Along with the set design and Catherine Adair’s (recently known for costuming The Man In The High Castle and Fate: The Winx Saga) vintage kitschy costumes, casting is also a key part of distinguishing The Mysterious Benedict Society from other series. Reynie, Sticky, Kate and Constance in the books were characters not only defined by their intelligence but also for their innate sense of the truth in an uncertain world. “When we were casting with the kids, it was important to us to find old souls.” Manfredi said.  
One of the most appealing factors to me as a reader over a decade ago was how Stewart’s vision of Stonetown had diverse representation built into the story. On the other hand, the adaptation of A Series of Unfortunate Events used raceblind casting to offset the white main characters Lemony Snicket (Daniel Handler) originally described. Episode 1 of The Mysterious Benedict Society brings this to the screen by introducing Reynie as a Latine boy learning Tamil from his teacher Miss Perumal (Gia Sandhu). “We were very, throughout the process really, really focused on diversity and inclusion in the cast, Hay says. “We were really hoping to find a diverse Reynie and Sticky … We wanted Sticky to be an African-American actor.” Although racism in the world of Stonetown works slightly differently than in ours, neither character is isolated from others who look like them.

SET OF TASKS:
A. According to the excerpt on The Mysterious Benedict Society, what language is Reynie learning from Miss Perumal in Episode 1?
B. Return everything in the excerpt on The Mysterious Benedict Society from "One of the most" down to "look like them.", copied verbatim.

INPUT DATA:
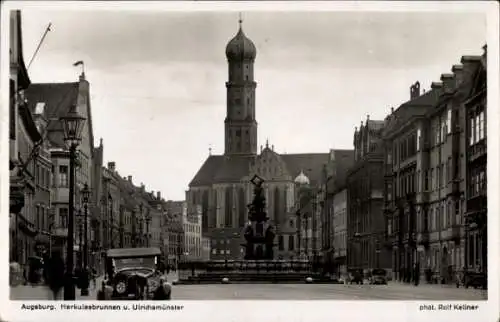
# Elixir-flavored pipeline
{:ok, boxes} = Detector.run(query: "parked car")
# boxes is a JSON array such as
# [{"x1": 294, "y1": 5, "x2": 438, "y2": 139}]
[
  {"x1": 455, "y1": 272, "x2": 487, "y2": 288},
  {"x1": 97, "y1": 248, "x2": 172, "y2": 300},
  {"x1": 349, "y1": 270, "x2": 363, "y2": 284},
  {"x1": 370, "y1": 268, "x2": 387, "y2": 285}
]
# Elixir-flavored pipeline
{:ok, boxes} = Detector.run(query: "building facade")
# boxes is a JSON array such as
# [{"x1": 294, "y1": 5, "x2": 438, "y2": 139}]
[
  {"x1": 186, "y1": 22, "x2": 328, "y2": 259},
  {"x1": 9, "y1": 10, "x2": 42, "y2": 266},
  {"x1": 332, "y1": 187, "x2": 347, "y2": 276},
  {"x1": 201, "y1": 237, "x2": 211, "y2": 261},
  {"x1": 461, "y1": 46, "x2": 488, "y2": 274},
  {"x1": 182, "y1": 204, "x2": 203, "y2": 261},
  {"x1": 347, "y1": 117, "x2": 390, "y2": 272},
  {"x1": 319, "y1": 150, "x2": 354, "y2": 274},
  {"x1": 26, "y1": 73, "x2": 95, "y2": 263},
  {"x1": 163, "y1": 200, "x2": 187, "y2": 267},
  {"x1": 383, "y1": 82, "x2": 442, "y2": 281}
]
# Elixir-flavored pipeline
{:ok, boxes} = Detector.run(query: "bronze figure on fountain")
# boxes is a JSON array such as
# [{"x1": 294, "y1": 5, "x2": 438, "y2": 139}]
[{"x1": 242, "y1": 175, "x2": 276, "y2": 260}]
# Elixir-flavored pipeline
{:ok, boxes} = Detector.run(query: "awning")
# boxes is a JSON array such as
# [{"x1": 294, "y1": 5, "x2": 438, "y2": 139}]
[{"x1": 35, "y1": 234, "x2": 50, "y2": 245}]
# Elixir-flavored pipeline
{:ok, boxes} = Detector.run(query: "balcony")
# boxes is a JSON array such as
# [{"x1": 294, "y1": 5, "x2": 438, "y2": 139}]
[
  {"x1": 468, "y1": 139, "x2": 487, "y2": 162},
  {"x1": 417, "y1": 231, "x2": 429, "y2": 247},
  {"x1": 451, "y1": 225, "x2": 462, "y2": 244}
]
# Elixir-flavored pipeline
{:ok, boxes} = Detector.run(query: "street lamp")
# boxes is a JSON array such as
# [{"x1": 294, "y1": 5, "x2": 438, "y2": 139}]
[
  {"x1": 81, "y1": 183, "x2": 90, "y2": 296},
  {"x1": 108, "y1": 194, "x2": 115, "y2": 248},
  {"x1": 60, "y1": 105, "x2": 86, "y2": 301},
  {"x1": 146, "y1": 209, "x2": 151, "y2": 247}
]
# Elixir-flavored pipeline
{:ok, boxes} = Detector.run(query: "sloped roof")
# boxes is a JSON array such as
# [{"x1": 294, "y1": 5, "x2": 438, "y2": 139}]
[
  {"x1": 26, "y1": 82, "x2": 79, "y2": 147},
  {"x1": 189, "y1": 155, "x2": 253, "y2": 186},
  {"x1": 281, "y1": 153, "x2": 330, "y2": 184},
  {"x1": 328, "y1": 150, "x2": 354, "y2": 191},
  {"x1": 214, "y1": 156, "x2": 253, "y2": 182},
  {"x1": 189, "y1": 153, "x2": 329, "y2": 186}
]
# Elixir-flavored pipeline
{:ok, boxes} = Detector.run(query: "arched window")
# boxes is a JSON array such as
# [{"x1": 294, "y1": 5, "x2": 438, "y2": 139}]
[
  {"x1": 238, "y1": 188, "x2": 247, "y2": 227},
  {"x1": 224, "y1": 187, "x2": 233, "y2": 227},
  {"x1": 201, "y1": 190, "x2": 208, "y2": 231},
  {"x1": 209, "y1": 190, "x2": 219, "y2": 228},
  {"x1": 274, "y1": 187, "x2": 281, "y2": 225}
]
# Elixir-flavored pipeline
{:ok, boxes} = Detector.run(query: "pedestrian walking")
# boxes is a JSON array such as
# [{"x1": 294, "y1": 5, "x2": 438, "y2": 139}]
[
  {"x1": 91, "y1": 267, "x2": 97, "y2": 290},
  {"x1": 47, "y1": 251, "x2": 64, "y2": 301}
]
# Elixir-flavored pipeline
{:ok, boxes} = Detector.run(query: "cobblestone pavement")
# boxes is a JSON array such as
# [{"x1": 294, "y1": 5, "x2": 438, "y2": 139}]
[
  {"x1": 10, "y1": 273, "x2": 177, "y2": 301},
  {"x1": 172, "y1": 284, "x2": 487, "y2": 301},
  {"x1": 11, "y1": 274, "x2": 487, "y2": 301}
]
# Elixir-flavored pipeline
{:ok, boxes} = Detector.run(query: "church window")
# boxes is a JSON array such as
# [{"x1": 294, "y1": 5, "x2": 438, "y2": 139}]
[{"x1": 225, "y1": 187, "x2": 233, "y2": 227}]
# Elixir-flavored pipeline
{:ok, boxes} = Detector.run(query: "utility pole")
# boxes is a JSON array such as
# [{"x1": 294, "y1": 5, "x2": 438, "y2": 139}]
[{"x1": 27, "y1": 23, "x2": 52, "y2": 69}]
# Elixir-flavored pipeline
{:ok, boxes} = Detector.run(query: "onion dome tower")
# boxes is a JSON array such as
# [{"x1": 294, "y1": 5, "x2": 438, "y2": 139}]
[{"x1": 224, "y1": 17, "x2": 257, "y2": 155}]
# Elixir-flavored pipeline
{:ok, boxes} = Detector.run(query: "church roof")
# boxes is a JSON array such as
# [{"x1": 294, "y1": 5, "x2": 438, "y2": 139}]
[
  {"x1": 226, "y1": 20, "x2": 257, "y2": 60},
  {"x1": 26, "y1": 82, "x2": 79, "y2": 147},
  {"x1": 281, "y1": 153, "x2": 330, "y2": 184},
  {"x1": 189, "y1": 153, "x2": 329, "y2": 187}
]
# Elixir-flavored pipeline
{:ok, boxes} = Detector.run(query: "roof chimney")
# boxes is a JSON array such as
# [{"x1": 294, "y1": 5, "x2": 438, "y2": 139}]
[
  {"x1": 410, "y1": 81, "x2": 420, "y2": 100},
  {"x1": 460, "y1": 56, "x2": 481, "y2": 79},
  {"x1": 441, "y1": 74, "x2": 455, "y2": 92},
  {"x1": 431, "y1": 82, "x2": 443, "y2": 89},
  {"x1": 108, "y1": 161, "x2": 116, "y2": 172}
]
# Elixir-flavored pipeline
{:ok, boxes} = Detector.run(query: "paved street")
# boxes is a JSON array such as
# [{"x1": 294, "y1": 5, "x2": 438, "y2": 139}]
[
  {"x1": 10, "y1": 273, "x2": 177, "y2": 301},
  {"x1": 173, "y1": 283, "x2": 487, "y2": 300},
  {"x1": 11, "y1": 273, "x2": 487, "y2": 301}
]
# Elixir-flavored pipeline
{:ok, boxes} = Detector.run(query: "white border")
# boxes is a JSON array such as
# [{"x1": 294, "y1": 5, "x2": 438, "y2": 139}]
[{"x1": 0, "y1": 1, "x2": 500, "y2": 322}]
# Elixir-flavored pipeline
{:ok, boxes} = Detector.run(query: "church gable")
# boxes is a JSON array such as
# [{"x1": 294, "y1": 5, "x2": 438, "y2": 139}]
[
  {"x1": 250, "y1": 147, "x2": 291, "y2": 181},
  {"x1": 189, "y1": 155, "x2": 223, "y2": 187}
]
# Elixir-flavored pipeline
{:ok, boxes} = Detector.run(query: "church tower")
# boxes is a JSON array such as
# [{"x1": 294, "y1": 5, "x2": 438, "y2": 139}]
[{"x1": 224, "y1": 17, "x2": 257, "y2": 155}]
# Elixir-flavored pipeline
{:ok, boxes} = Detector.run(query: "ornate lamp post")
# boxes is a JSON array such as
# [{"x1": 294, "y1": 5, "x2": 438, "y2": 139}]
[
  {"x1": 60, "y1": 105, "x2": 86, "y2": 301},
  {"x1": 108, "y1": 194, "x2": 115, "y2": 248},
  {"x1": 146, "y1": 209, "x2": 151, "y2": 247},
  {"x1": 77, "y1": 209, "x2": 83, "y2": 271},
  {"x1": 81, "y1": 184, "x2": 90, "y2": 296}
]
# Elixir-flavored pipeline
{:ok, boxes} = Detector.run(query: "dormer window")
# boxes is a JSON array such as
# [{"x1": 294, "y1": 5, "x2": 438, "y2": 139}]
[{"x1": 35, "y1": 102, "x2": 45, "y2": 115}]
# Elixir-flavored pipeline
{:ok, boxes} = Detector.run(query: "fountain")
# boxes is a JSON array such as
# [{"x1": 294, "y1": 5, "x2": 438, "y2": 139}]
[
  {"x1": 242, "y1": 175, "x2": 276, "y2": 260},
  {"x1": 176, "y1": 175, "x2": 336, "y2": 284}
]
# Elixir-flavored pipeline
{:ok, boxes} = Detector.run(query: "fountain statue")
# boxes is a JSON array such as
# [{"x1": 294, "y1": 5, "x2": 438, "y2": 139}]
[{"x1": 242, "y1": 175, "x2": 276, "y2": 260}]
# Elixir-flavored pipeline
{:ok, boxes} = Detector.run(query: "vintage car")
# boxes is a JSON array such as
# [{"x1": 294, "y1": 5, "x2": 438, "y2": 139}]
[
  {"x1": 370, "y1": 268, "x2": 387, "y2": 285},
  {"x1": 97, "y1": 248, "x2": 172, "y2": 300}
]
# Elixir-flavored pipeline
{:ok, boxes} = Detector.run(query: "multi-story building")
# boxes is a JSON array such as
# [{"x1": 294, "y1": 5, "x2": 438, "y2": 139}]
[
  {"x1": 186, "y1": 22, "x2": 328, "y2": 258},
  {"x1": 26, "y1": 73, "x2": 96, "y2": 263},
  {"x1": 142, "y1": 190, "x2": 163, "y2": 249},
  {"x1": 201, "y1": 236, "x2": 210, "y2": 261},
  {"x1": 320, "y1": 150, "x2": 354, "y2": 274},
  {"x1": 383, "y1": 82, "x2": 442, "y2": 281},
  {"x1": 332, "y1": 186, "x2": 347, "y2": 276},
  {"x1": 182, "y1": 204, "x2": 203, "y2": 261},
  {"x1": 9, "y1": 10, "x2": 41, "y2": 265},
  {"x1": 347, "y1": 117, "x2": 390, "y2": 271},
  {"x1": 461, "y1": 46, "x2": 488, "y2": 273},
  {"x1": 162, "y1": 200, "x2": 187, "y2": 266},
  {"x1": 100, "y1": 161, "x2": 122, "y2": 249}
]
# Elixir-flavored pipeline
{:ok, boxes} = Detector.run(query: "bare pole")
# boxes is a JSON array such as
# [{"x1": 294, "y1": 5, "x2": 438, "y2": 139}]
[{"x1": 28, "y1": 22, "x2": 52, "y2": 69}]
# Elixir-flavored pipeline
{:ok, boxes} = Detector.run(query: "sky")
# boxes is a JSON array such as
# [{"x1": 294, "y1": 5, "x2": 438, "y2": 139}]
[{"x1": 18, "y1": 9, "x2": 486, "y2": 200}]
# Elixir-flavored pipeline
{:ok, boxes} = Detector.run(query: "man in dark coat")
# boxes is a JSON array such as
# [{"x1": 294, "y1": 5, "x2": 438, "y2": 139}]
[{"x1": 47, "y1": 251, "x2": 64, "y2": 300}]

ANSWERS GIVEN:
A. Tamil.

B.
One of the most appealing factors to me as a reader over a decade ago was how Stewart’s vision of Stonetown had diverse representation built into the story. On the other hand, the adaptation of A Series of Unfortunate Events used raceblind casting to offset the white main characters Lemony Snicket (Daniel Handler) originally described. Episode 1 of The Mysterious Benedict Society brings this to the screen by introducing Reynie as a Latine boy learning Tamil from his teacher Miss Perumal (Gia Sandhu). “We were very, throughout the process really, really focused on diversity and inclusion in the cast, Hay says. “We were really hoping to find a diverse Reynie and Sticky … We wanted Sticky to be an African-American actor.” Although racism in the world of Stonetown works slightly differently than in ours, neither character is isolated from others who look like them.